◆ Problem description
What lines in the records below include the word "stadium"? Return each one.
##### Records supplied #####
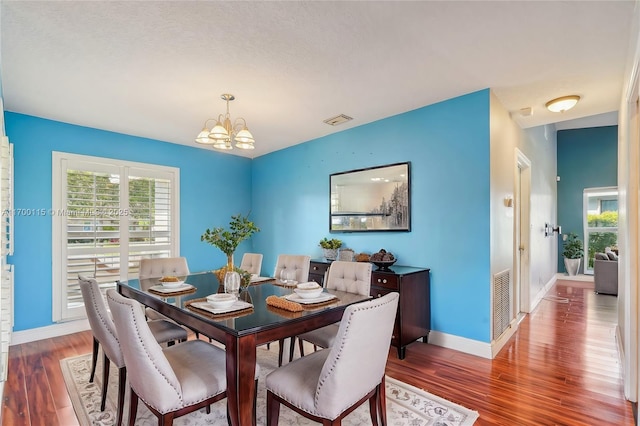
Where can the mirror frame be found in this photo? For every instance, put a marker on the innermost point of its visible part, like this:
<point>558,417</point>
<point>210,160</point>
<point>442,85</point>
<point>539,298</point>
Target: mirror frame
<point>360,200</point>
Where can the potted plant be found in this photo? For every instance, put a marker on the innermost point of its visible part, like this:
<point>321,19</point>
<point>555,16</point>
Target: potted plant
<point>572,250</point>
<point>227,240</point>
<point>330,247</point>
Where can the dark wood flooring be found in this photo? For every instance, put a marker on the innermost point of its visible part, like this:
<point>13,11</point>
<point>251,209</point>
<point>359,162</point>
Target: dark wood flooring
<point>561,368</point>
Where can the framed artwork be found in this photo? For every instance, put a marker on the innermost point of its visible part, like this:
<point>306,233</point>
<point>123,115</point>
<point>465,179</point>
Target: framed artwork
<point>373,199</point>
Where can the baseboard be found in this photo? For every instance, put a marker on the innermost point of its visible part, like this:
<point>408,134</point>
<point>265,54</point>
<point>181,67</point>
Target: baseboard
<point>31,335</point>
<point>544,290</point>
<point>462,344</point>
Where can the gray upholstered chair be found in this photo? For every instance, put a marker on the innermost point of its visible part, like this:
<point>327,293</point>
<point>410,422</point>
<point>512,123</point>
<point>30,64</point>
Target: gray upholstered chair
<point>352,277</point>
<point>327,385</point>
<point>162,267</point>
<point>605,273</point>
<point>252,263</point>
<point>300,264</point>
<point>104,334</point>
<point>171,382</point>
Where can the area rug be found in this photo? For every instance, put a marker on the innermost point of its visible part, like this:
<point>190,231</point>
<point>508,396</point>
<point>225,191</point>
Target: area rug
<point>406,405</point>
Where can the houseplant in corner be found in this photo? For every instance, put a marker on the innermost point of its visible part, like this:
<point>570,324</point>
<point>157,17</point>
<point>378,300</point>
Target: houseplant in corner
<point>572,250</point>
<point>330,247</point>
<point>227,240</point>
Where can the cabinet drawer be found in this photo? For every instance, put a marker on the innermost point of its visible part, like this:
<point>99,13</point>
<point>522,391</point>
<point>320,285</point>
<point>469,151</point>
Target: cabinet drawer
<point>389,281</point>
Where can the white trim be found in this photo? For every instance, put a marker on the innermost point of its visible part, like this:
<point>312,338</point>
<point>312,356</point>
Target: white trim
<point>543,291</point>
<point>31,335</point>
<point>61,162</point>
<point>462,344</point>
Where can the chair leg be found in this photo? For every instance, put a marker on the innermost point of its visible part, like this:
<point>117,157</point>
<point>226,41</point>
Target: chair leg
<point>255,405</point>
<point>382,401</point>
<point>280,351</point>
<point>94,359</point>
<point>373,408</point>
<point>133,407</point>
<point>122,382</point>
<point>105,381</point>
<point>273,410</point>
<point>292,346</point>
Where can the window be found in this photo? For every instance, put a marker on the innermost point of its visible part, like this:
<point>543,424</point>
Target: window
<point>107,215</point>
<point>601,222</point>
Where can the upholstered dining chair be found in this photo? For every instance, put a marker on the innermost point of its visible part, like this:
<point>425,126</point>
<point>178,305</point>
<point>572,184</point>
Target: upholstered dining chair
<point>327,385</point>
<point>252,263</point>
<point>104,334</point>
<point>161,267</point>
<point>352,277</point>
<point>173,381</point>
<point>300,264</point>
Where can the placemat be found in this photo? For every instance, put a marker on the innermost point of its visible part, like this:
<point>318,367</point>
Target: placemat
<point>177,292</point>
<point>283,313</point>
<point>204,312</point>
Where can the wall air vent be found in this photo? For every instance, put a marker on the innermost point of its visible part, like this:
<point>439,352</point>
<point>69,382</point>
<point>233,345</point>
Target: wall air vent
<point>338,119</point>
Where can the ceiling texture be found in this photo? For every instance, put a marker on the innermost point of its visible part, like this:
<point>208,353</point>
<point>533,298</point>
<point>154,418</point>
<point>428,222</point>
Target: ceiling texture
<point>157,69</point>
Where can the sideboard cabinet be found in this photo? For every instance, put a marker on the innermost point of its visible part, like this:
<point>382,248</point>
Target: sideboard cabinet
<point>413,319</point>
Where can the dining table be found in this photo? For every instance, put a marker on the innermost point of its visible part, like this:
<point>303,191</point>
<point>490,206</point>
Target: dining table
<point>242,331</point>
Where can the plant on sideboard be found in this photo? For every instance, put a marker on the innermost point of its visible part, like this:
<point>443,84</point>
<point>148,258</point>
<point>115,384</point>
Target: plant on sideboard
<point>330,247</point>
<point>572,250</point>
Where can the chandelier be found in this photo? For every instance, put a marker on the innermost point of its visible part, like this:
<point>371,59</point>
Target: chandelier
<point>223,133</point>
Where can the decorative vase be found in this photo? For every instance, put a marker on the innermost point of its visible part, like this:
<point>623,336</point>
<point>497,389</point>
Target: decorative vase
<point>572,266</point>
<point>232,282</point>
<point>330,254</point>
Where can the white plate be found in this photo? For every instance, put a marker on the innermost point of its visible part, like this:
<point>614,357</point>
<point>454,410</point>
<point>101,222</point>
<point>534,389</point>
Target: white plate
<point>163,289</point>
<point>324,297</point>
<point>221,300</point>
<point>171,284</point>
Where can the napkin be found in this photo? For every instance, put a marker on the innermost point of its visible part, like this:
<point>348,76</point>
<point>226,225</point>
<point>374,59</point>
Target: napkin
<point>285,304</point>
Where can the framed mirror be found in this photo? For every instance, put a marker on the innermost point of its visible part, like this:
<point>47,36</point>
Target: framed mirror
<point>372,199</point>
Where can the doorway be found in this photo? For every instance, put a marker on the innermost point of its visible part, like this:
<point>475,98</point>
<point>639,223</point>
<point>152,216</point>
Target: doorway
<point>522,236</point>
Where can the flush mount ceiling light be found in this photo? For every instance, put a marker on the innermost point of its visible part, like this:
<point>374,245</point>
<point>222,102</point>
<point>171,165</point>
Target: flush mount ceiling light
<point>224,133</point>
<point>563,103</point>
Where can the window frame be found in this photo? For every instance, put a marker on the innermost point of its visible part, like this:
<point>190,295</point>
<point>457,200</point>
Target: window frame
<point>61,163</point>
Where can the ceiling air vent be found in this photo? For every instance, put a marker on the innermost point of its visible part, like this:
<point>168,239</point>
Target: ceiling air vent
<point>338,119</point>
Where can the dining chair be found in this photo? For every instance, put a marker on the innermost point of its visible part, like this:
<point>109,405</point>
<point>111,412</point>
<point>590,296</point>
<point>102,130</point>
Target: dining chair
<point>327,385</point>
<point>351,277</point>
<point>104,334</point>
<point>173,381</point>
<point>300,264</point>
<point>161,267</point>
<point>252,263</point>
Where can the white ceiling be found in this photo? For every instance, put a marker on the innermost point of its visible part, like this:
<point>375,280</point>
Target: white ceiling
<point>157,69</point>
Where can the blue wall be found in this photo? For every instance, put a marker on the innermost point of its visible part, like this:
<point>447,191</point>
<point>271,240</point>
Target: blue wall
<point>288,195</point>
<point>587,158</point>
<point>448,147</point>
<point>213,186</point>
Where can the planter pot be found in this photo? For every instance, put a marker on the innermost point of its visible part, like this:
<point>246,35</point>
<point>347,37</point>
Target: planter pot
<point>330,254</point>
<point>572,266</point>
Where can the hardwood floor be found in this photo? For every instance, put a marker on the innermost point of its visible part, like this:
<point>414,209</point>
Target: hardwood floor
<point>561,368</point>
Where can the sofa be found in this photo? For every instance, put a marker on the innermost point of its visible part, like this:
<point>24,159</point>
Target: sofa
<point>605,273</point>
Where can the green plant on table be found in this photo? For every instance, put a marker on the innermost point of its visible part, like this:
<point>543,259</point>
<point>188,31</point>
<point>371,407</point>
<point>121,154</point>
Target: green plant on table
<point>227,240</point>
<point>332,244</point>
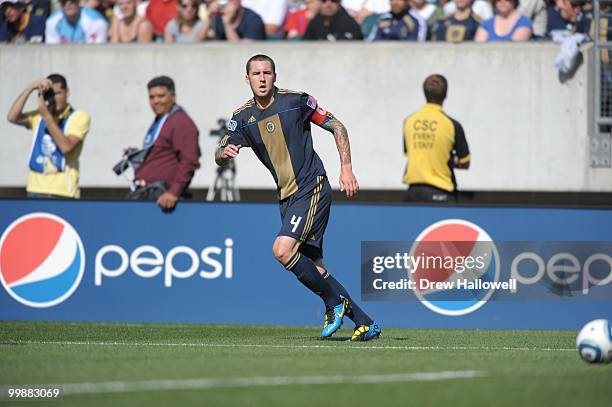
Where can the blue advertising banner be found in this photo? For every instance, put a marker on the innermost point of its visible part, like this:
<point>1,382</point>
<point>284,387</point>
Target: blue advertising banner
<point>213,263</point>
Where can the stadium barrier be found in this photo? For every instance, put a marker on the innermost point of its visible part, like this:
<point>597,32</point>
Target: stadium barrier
#####
◆ Solved problem
Where can the stadium barrier be found in this photo? For every instance, put a marker on the innermost point of its visible part, like this:
Target: stadium barrier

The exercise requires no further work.